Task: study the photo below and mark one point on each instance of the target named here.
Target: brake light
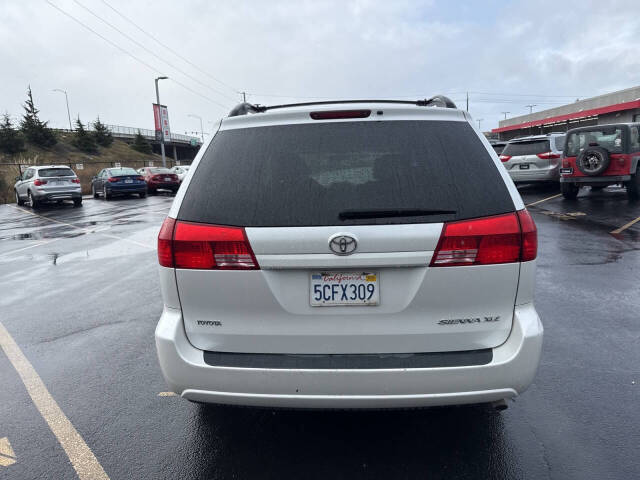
(487, 241)
(205, 247)
(548, 155)
(335, 114)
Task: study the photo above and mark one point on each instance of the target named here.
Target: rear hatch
(57, 179)
(529, 156)
(321, 205)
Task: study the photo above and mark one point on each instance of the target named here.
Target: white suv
(370, 254)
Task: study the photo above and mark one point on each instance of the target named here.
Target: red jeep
(599, 156)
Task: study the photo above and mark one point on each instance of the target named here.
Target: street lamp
(67, 100)
(164, 160)
(201, 129)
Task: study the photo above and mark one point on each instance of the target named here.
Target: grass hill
(64, 153)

**PROBLEM REQUIREMENTS:** All records above should be duplicated exactly, with the pictures omitted.

**EXERCISE ANSWER:**
Task: study the photo below and mark one point on each instance of the target named here.
Target: brake light
(487, 241)
(205, 247)
(548, 155)
(335, 114)
Task: study the photo above and mark one point on each instance of the target named here.
Target: rear hatch
(57, 179)
(529, 156)
(321, 205)
Task: study the photo above and mark one point on each instance of the target named here.
Target: white suv
(370, 254)
Task: study the photo above and mark one point on each instance of the target named here.
Target: red jeep
(599, 156)
Task: study the photo above and mark one point on each instance of the target named here.
Target: street lamp
(67, 100)
(164, 160)
(201, 129)
Task: study the photo above and mark one point on each instance of the target named here.
Target: grass hill
(64, 153)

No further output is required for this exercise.